## HOW TO COMPLETE THIS TASK
In the passage about Nerja, what year did Ungelo first arrive in the town with Maurice Zalcman?

## GIVEN PASSAGE

It was in 1956 that she arrived in Nerja with her Polish husband, Maurice Zalcman. "We wanted to go more towards the coastal area of Granada and Almería, we stayed by chance," recalls the author of 'Pysähtyneet Kellot', a novel set in the town, which she first published in 1960 in Finnish.

Now, more than six decades later, the work has been translated for the first time into Spanish under the title 'Los relojes parados' (the stopped clocks). The story takes us on a journey to the Nerja of more than six decades ago, when "it was still a small, quiet fishing village, there were no hotels, souvenir shops, supermarkets, hardly any foreigners and only one car; the taxi," Ungelo recalls. "I fell in love immediately," she adds.

The idyll was such that just a few years after their first visit they bought a house in Cantarriján, in the Maro cliffs, where their son Olaf, who works as an agent in the rural tourism sector continues to visit. "I would love to go back, it's the promised land, as my husband used to say," Ungelo says. Her husband was a well-known painter who died in 1983 and in 2017, the Museum of Nerja held an exhibition of his works and photographs of the town.

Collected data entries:

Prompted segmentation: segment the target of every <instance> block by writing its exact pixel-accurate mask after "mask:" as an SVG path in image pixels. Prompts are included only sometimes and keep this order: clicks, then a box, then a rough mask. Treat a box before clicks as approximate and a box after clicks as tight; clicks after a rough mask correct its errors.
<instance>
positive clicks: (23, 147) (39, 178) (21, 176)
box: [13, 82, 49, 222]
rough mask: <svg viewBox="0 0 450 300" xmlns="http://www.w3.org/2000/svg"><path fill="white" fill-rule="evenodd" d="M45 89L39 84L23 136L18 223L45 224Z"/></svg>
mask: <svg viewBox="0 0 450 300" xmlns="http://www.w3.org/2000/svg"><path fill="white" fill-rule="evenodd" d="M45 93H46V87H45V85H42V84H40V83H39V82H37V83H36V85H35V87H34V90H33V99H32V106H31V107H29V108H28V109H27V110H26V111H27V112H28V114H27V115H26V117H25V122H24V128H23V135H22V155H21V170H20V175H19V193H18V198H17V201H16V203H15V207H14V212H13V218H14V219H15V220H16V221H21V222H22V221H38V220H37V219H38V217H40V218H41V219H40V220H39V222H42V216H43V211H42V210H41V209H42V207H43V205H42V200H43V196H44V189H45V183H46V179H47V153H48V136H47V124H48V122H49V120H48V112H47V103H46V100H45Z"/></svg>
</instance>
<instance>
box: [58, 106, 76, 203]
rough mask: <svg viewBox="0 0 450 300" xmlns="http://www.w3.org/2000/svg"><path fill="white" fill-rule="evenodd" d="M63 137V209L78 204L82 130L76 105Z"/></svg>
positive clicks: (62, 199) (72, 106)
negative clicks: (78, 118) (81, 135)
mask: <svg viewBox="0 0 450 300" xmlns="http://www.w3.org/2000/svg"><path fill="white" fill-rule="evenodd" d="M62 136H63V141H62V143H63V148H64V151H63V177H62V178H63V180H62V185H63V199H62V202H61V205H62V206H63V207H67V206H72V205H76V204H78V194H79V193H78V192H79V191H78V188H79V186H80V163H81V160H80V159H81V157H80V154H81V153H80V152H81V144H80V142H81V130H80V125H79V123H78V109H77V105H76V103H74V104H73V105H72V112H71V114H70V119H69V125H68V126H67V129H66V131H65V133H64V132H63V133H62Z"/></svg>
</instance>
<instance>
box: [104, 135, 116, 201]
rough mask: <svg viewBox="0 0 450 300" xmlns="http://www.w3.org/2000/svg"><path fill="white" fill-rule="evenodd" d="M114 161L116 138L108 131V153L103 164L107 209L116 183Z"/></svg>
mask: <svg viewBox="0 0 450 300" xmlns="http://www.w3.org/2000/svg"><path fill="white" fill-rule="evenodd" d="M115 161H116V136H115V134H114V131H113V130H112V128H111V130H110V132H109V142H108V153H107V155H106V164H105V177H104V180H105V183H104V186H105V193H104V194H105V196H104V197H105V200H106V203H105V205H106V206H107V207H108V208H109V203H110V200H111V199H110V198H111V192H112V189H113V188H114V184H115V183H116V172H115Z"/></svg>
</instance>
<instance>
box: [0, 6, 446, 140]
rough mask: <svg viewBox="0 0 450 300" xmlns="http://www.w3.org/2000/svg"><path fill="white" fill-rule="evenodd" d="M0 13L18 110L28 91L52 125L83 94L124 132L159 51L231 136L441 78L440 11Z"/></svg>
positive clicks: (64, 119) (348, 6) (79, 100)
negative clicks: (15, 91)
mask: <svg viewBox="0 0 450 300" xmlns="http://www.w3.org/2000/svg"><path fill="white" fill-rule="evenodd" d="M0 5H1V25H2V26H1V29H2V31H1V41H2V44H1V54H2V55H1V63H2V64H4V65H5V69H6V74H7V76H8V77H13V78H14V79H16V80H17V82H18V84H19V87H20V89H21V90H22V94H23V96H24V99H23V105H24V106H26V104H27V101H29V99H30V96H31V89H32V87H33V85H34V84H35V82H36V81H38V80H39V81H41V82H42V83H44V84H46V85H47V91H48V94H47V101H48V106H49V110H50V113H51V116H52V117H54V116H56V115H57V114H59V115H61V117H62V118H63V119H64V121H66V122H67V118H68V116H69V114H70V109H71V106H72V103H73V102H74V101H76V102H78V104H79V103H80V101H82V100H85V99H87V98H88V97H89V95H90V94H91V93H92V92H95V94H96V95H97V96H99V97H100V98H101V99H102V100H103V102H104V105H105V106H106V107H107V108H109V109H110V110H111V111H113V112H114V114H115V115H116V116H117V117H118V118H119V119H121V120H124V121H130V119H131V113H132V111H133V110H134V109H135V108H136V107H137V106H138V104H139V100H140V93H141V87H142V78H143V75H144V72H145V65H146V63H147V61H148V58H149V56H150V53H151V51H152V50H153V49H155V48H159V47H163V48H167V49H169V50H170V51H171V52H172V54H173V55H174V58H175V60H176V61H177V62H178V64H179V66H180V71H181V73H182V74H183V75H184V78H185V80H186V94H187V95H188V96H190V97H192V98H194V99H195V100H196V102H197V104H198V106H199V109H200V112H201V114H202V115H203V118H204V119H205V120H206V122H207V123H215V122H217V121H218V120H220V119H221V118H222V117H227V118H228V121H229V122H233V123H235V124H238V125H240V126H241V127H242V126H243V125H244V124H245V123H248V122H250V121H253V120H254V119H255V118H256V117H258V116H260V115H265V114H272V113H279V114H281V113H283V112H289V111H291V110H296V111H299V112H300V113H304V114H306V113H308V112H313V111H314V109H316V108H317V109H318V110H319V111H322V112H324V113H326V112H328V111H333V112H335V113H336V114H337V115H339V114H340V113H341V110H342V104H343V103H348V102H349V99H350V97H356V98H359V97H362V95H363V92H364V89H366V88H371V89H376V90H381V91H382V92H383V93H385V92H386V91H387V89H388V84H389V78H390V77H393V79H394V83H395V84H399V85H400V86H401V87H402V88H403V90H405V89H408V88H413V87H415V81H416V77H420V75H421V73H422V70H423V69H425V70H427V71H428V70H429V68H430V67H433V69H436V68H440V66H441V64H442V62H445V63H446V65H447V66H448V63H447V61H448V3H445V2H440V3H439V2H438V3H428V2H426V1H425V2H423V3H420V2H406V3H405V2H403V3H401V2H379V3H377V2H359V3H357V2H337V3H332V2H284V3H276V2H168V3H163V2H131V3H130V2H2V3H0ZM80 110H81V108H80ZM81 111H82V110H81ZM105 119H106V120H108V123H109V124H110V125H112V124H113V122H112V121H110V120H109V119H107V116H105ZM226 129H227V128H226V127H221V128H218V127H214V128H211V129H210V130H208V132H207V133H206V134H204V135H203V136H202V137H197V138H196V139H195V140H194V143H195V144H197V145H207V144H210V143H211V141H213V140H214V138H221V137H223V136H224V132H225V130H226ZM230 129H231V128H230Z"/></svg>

## TASK SOLUTION
1956